**Task goal:**
In the records below, repeat word for word the lines starting with the line that contains "Mark the wristwatch" and going on through the line that contains "point(549, 394)".

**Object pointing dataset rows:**
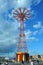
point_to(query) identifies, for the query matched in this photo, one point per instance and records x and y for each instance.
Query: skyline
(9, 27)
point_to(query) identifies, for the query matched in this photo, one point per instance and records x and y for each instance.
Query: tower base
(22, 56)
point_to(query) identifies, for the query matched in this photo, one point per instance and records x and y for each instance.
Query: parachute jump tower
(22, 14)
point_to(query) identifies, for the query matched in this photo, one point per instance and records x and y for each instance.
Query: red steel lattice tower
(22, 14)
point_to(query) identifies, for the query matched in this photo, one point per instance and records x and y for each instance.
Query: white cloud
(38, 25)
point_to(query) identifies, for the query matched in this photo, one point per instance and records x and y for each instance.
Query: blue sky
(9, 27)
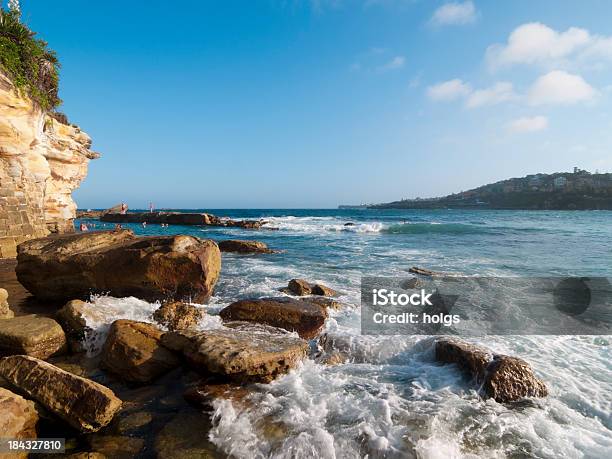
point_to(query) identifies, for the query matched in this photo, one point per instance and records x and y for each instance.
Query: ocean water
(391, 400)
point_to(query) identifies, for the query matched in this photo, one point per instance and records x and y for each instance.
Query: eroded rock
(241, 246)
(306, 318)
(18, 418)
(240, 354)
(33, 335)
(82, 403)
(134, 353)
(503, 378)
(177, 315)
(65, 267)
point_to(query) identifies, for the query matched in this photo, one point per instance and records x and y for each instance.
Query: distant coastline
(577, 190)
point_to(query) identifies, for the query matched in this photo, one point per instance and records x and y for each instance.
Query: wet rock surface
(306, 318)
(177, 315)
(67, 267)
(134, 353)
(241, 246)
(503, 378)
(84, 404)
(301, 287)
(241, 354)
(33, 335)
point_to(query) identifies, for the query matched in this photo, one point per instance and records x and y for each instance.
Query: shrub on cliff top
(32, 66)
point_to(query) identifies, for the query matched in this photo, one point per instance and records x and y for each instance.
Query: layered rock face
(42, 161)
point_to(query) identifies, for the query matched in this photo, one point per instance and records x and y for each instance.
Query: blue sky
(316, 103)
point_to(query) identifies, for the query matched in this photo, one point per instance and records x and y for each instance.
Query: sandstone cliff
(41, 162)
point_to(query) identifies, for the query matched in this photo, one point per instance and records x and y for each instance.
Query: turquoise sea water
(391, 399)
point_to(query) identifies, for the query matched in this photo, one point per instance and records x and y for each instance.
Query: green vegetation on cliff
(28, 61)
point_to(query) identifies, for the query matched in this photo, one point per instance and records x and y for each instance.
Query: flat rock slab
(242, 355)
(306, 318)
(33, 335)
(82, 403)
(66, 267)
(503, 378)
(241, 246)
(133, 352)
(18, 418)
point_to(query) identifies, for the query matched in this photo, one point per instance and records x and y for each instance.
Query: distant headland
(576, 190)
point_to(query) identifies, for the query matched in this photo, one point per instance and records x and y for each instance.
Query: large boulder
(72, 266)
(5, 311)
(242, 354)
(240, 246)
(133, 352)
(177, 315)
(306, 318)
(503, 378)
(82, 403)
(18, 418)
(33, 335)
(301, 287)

==

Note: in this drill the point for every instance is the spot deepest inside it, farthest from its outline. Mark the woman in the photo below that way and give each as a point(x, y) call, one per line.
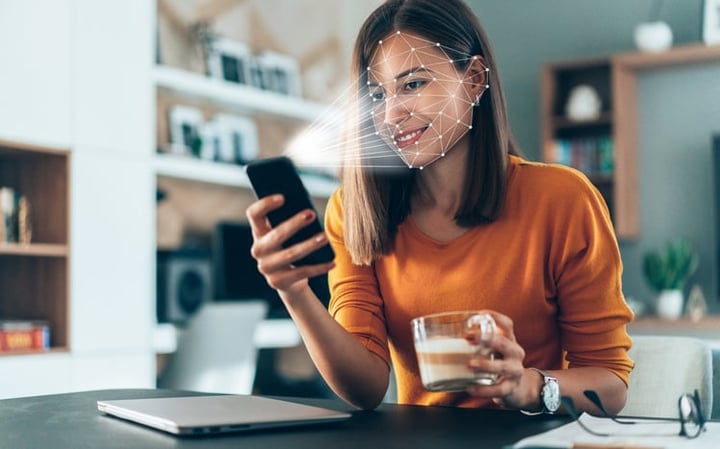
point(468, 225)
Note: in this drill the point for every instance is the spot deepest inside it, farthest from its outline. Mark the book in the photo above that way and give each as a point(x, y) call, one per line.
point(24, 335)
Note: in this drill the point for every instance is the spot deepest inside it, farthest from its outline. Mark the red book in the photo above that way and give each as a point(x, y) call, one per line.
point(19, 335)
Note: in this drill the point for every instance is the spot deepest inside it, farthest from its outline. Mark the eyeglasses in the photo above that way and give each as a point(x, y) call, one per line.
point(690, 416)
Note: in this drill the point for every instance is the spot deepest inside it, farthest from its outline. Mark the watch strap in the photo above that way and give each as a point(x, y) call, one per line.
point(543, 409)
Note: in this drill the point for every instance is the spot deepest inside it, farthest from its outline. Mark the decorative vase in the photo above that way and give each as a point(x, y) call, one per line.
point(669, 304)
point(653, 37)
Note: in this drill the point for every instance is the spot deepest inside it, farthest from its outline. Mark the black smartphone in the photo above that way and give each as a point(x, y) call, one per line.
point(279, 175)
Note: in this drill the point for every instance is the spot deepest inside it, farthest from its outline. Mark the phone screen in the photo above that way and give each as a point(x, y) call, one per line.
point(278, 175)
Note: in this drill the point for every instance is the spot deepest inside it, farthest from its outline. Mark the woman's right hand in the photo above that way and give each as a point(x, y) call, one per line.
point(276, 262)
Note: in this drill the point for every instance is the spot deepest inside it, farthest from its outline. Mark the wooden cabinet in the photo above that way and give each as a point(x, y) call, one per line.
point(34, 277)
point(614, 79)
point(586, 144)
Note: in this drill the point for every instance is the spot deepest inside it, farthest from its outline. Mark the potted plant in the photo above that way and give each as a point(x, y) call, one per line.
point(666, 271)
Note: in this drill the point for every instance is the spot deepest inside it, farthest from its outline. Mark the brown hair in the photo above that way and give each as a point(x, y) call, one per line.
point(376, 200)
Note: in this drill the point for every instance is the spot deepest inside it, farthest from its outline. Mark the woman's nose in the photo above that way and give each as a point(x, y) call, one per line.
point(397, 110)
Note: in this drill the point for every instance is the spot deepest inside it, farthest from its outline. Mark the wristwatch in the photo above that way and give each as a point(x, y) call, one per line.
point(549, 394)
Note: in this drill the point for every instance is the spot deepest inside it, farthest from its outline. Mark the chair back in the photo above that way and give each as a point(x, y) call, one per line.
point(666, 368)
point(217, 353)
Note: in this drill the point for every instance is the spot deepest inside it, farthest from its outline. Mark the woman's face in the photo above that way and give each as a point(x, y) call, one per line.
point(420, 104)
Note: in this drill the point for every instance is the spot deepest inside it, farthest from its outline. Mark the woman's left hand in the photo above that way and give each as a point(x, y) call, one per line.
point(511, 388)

**Exercise result:**
Note: in this drill the point for every instance is the spot deepest inside it, farthest from its outline. Mark the wristwatch in the photo above that way and give each as a point(x, y) call, one per line.
point(549, 394)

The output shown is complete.